(Excerpts of pointing data)

**********

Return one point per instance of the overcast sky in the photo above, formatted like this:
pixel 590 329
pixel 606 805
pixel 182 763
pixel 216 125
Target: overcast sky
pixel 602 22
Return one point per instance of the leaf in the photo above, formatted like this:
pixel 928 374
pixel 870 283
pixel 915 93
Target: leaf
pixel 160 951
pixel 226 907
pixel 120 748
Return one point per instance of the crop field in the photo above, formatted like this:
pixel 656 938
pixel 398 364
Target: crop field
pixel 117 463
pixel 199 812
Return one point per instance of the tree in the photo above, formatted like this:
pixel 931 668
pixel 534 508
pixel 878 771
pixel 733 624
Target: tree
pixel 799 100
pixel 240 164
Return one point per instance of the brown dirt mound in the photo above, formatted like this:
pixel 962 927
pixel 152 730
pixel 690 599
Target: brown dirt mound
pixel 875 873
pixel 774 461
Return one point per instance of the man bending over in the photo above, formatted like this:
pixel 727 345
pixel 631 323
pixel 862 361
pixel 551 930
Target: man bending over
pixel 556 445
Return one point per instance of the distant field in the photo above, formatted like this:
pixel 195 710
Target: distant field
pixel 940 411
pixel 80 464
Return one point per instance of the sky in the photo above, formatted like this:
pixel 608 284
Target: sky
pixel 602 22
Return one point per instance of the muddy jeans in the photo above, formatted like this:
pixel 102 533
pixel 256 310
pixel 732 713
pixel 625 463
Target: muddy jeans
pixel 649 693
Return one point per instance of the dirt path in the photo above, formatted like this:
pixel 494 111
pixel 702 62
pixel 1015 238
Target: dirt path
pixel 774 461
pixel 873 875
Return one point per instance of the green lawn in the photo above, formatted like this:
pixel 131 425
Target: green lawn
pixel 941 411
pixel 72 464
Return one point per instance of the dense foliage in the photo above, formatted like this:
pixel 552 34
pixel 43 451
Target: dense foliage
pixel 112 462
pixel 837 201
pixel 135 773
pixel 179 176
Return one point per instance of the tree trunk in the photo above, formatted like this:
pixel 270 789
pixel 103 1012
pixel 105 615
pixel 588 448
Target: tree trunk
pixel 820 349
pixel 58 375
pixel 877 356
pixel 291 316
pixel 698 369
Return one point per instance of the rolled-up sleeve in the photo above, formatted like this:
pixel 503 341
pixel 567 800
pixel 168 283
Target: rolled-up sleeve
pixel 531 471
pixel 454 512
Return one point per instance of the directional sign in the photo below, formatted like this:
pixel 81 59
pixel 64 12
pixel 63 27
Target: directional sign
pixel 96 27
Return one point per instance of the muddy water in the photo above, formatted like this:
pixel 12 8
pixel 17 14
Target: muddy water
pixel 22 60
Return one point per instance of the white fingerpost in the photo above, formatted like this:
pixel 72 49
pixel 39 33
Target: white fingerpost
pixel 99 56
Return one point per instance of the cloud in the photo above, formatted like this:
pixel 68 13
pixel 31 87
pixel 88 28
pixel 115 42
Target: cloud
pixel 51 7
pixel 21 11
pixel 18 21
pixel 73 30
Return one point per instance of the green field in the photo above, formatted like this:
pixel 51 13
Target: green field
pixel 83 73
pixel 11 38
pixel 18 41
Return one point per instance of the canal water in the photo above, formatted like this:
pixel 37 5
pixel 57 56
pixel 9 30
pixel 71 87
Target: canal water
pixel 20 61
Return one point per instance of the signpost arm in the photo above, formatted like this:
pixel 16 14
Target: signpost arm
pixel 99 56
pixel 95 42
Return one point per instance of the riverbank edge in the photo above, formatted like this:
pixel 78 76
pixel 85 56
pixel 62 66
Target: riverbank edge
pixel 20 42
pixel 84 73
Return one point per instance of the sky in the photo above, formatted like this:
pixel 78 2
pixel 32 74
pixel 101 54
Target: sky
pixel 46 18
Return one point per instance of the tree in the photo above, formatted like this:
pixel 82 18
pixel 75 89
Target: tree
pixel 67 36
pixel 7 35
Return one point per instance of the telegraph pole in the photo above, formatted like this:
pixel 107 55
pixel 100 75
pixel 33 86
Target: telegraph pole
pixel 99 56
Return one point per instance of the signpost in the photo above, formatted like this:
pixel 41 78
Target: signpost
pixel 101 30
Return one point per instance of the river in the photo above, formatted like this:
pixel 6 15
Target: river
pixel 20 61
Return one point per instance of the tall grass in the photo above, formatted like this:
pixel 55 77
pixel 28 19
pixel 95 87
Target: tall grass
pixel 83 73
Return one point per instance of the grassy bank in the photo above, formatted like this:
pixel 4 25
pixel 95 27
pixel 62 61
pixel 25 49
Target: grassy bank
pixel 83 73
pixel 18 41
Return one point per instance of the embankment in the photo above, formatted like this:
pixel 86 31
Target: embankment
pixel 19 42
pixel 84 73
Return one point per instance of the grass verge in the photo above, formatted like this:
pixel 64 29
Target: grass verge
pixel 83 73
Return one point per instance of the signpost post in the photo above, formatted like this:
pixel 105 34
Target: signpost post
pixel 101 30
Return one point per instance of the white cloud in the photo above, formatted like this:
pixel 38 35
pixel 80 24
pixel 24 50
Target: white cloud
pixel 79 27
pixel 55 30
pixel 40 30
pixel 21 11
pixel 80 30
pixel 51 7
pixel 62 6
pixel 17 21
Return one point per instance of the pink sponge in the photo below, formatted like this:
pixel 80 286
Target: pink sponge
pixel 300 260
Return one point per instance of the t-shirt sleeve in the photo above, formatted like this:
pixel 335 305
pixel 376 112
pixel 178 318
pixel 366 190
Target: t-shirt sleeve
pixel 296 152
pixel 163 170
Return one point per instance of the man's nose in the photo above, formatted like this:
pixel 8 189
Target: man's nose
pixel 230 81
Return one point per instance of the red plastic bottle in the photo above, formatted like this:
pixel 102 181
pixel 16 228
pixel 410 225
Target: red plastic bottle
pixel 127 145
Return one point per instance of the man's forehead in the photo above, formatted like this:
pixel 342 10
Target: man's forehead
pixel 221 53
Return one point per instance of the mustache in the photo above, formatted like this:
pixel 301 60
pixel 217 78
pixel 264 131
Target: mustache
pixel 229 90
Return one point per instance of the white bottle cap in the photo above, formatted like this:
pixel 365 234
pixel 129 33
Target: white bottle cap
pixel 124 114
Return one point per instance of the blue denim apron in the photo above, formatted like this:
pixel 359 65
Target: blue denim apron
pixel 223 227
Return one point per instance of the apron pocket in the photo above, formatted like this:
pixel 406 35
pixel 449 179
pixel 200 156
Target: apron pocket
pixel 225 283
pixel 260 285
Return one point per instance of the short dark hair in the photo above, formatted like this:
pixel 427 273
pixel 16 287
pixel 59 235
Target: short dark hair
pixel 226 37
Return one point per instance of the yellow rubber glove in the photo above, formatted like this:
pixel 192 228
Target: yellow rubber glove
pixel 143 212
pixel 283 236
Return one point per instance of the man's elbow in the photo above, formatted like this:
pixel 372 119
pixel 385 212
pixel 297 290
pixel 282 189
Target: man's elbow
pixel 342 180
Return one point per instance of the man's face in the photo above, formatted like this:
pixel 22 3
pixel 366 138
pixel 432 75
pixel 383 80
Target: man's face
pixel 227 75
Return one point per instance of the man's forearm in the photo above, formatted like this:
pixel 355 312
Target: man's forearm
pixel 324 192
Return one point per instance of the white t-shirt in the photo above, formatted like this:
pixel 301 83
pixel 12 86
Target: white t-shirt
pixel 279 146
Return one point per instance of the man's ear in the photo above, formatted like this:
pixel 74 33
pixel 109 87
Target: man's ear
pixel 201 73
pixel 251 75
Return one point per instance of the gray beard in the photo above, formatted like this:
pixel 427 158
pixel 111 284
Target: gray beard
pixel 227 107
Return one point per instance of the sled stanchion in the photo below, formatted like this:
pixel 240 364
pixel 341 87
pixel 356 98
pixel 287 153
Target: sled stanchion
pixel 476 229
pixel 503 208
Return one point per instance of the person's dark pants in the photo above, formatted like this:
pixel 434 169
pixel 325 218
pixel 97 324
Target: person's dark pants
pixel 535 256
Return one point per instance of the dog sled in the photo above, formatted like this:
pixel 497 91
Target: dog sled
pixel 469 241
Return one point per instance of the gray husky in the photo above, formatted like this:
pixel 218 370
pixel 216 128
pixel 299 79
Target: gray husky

**********

INSTRUCTIONS TO FOLLOW → Reproduce the records above verbatim, beginning with the line containing "Return one point per instance of the man's forearm" and continuing through the line containing "pixel 503 208", both included.

ANSWER TO THIS TASK →
Return one point per instance of the man's forearm in the photo above, formatted like this:
pixel 355 312
Target: man's forearm
pixel 324 192
Return one point per instance of the white t-shirt in the photo above, formatted like this:
pixel 301 83
pixel 12 86
Target: white t-shirt
pixel 279 146
Return one point per instance of the man's ear in the photo above, formatted like this:
pixel 74 33
pixel 109 87
Target: man's ear
pixel 201 73
pixel 251 75
Return one point per instance of the gray beard in the photo above, formatted like this:
pixel 427 158
pixel 111 284
Target: gray beard
pixel 227 107
Return one point per instance of the sled stanchion in the photo below, formatted like this:
pixel 240 364
pixel 341 87
pixel 356 98
pixel 287 153
Target: sled stanchion
pixel 476 229
pixel 503 208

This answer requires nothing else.